_WORK TASK_
Word for word, restate each of the entries below, and drop every picture.

_TASK MATERIAL_

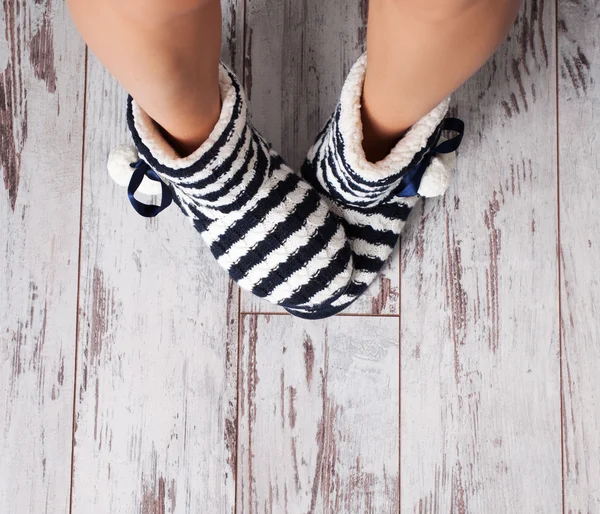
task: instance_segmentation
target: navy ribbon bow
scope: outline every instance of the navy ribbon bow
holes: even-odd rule
[[[156,172],[148,166],[146,161],[140,159],[137,162],[130,164],[132,168],[135,168],[133,175],[131,176],[131,180],[129,181],[129,187],[127,188],[127,195],[129,196],[129,201],[133,208],[137,211],[138,214],[141,214],[145,218],[153,218],[157,214],[164,211],[171,202],[173,201],[173,194],[169,189],[169,186],[165,184],[160,177],[156,174]],[[144,177],[148,177],[150,180],[154,182],[160,182],[162,186],[162,194],[161,194],[161,202],[160,205],[148,205],[140,202],[134,198],[135,192],[139,189],[142,180]]]
[[[447,139],[437,147],[438,141],[442,135],[443,130],[450,130],[452,132],[456,132],[457,135],[451,139]],[[404,175],[402,181],[400,182],[400,192],[397,196],[415,196],[419,187],[421,186],[421,180],[425,171],[431,164],[431,160],[436,154],[439,153],[452,153],[458,149],[460,143],[462,142],[462,138],[465,132],[465,124],[462,120],[458,118],[446,118],[442,121],[440,130],[435,138],[433,143],[434,150],[432,152],[428,152],[425,154],[425,157],[421,159],[417,164],[412,166],[410,170]]]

_FINAL ANSWER_
task: instance_segmentation
target: navy ribbon bow
scope: outline every instance of the navy ribbon bow
holes: even-odd rule
[[[156,172],[148,166],[146,161],[140,159],[137,162],[130,164],[132,168],[135,168],[133,175],[131,176],[131,180],[129,181],[129,187],[127,188],[127,195],[129,196],[129,201],[133,208],[137,211],[138,214],[141,214],[145,218],[153,218],[157,214],[164,211],[171,202],[173,201],[173,194],[169,189],[169,186],[165,184],[160,177],[156,174]],[[144,177],[148,177],[150,180],[154,182],[160,182],[162,186],[162,194],[161,194],[161,202],[160,205],[148,205],[140,202],[134,198],[135,192],[139,189],[142,180]]]
[[[447,139],[437,147],[438,141],[442,135],[443,130],[450,130],[452,132],[456,132],[457,135],[451,139]],[[404,175],[402,181],[400,182],[400,192],[397,196],[415,196],[419,187],[421,186],[421,180],[425,171],[431,164],[431,160],[436,154],[439,153],[452,153],[458,149],[460,143],[462,142],[462,138],[465,132],[465,124],[462,120],[458,118],[446,118],[442,121],[440,130],[435,138],[433,143],[434,150],[432,152],[428,152],[425,154],[425,157],[421,159],[417,164],[412,166],[410,170]]]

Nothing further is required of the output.